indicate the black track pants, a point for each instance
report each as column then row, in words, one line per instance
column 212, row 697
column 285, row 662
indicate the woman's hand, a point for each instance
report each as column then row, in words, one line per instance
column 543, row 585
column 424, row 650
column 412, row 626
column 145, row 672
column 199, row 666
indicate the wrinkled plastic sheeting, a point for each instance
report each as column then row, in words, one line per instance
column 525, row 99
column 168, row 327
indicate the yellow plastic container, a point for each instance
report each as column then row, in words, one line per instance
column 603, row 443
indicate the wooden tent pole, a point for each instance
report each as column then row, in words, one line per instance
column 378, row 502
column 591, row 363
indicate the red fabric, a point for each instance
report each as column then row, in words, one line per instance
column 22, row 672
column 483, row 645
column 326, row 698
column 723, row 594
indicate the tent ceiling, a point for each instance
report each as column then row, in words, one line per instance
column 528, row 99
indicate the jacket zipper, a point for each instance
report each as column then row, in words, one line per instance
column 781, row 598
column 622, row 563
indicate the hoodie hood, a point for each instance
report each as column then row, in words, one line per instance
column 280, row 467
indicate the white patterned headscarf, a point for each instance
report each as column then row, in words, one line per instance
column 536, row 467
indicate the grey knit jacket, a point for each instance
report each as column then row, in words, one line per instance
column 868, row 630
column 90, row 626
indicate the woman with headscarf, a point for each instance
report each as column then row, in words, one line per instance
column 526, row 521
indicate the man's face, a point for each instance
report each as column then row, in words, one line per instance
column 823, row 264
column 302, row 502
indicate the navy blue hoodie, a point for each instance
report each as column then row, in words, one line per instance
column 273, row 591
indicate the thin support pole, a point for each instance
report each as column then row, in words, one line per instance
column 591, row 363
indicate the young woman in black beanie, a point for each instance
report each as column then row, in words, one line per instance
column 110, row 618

**THE TASK**
Retype the material in full. Keep every character as it is.

**ANSWER BOX**
indicate the black track pants, a point for each instance
report each as column then row, in words, one line per instance
column 212, row 697
column 285, row 662
indicate the woman's hand, a point for each instance
report each as column then row, in words, one line per instance
column 543, row 585
column 424, row 650
column 412, row 626
column 145, row 672
column 199, row 666
indicate the wrinkled plastic sheeting, a point for each instance
report each as column then row, in words, one line per instance
column 525, row 99
column 168, row 327
indicate the yellow plastic container, a point for each instance
report each as column then row, in words, one line per instance
column 603, row 443
indicate the wooden tent pole, a point for each instance
report each as column then row, in words, one line per instance
column 378, row 502
column 591, row 363
indicate the red fabric, a point for each instance
report each as column then row, in words, one line per instance
column 22, row 672
column 483, row 645
column 326, row 698
column 723, row 594
indicate the tent ceiling, a point for each instance
report each as column then row, in words, one line per instance
column 528, row 99
indicate the jacket zipper, a point for each instance
report each as column then row, in words, one line per instance
column 781, row 598
column 622, row 563
indicate the hoodie hood, a point for each instance
report each as column then row, in words, one line per instance
column 280, row 467
indicate the white patterned headscarf, a point for each instance
report each as column then row, in words, one line per instance
column 536, row 467
indicate the grey knit jacket, a point for each instance
report each as column then row, in words, one line per instance
column 868, row 630
column 90, row 626
indicate the woman with headscarf, a point for each instance
report each as column then row, in words, one line per instance
column 526, row 521
indicate the man's face, a point for each instance
report each as column then row, in words, one line per instance
column 823, row 264
column 302, row 502
indicate the navy blue hoodie, a point for each instance
report each as column then row, in words, one line per instance
column 273, row 591
indicate the thin support pole, a point for each instance
report each as column then row, in words, one line per instance
column 591, row 363
indicate the young woman in black beanie, a point for each instance
report each as column then row, in words, one line per instance
column 110, row 618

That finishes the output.